=== Begin Enclosure ===
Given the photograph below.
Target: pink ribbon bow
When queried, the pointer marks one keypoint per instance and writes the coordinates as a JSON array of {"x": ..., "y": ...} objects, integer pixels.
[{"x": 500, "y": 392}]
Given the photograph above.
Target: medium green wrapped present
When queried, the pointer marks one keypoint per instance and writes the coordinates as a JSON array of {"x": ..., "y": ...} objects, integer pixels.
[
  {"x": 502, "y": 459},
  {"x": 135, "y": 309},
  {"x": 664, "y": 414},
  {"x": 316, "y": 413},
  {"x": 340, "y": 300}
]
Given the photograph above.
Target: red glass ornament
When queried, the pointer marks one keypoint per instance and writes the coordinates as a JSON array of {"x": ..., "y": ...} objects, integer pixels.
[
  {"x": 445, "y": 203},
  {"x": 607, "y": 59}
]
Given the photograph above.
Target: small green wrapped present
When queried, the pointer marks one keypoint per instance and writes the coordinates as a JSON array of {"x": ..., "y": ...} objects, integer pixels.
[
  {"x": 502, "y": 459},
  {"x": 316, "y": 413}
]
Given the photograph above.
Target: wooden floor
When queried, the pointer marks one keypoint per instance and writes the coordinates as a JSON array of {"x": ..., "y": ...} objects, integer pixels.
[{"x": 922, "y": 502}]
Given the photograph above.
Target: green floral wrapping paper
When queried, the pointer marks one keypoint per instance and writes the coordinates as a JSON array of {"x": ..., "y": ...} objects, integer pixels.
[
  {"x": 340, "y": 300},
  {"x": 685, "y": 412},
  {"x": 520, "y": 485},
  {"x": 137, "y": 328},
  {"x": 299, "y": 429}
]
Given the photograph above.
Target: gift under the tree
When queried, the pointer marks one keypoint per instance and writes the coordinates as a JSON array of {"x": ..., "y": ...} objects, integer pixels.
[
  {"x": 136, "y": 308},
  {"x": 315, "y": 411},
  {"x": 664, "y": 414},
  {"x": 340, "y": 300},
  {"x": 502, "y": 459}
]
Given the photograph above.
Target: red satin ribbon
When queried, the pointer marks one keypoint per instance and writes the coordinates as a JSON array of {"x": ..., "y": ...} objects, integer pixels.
=== End Enclosure ===
*Goal of the exercise*.
The word "wrapped" is the filter: copy every line of the listing above that contains it.

*Written response*.
Target: medium green wrapped present
Target: small green wrapped present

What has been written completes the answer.